**Activity:** There is a line below that contains "Each instance of the rock face". Please reproduce it and all following lines exactly, through the final one.
***
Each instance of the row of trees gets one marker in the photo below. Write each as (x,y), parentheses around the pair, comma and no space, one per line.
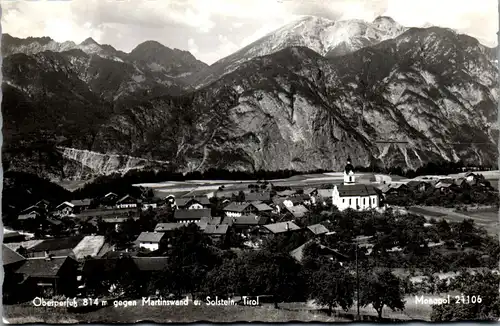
(483,194)
(198,268)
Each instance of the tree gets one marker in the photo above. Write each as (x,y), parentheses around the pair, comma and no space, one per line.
(333,286)
(382,289)
(191,258)
(277,274)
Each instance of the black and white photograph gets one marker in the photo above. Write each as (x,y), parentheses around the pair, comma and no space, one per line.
(225,161)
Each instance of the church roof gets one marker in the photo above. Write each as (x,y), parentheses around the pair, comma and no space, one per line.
(349,167)
(356,190)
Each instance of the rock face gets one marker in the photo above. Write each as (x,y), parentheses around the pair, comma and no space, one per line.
(290,107)
(324,36)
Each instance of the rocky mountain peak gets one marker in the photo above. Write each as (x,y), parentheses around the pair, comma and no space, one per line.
(89,41)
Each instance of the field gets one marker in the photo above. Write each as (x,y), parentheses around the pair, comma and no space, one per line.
***
**Task solution:**
Each instance of the rock face gets one marker in the photo above. Write each as (x,y), parentheses around the pair, comma and no space, one per line.
(290,107)
(324,36)
Each instance of the rocky mountain peak gets one marker in the photo above. Write each as (x,y), parentheses around the pair, comma and no space, one per line.
(89,41)
Each instance of the field gets one marker in the photo above. Write each as (x,y), parentheses around the pair, comma and no space, one per line.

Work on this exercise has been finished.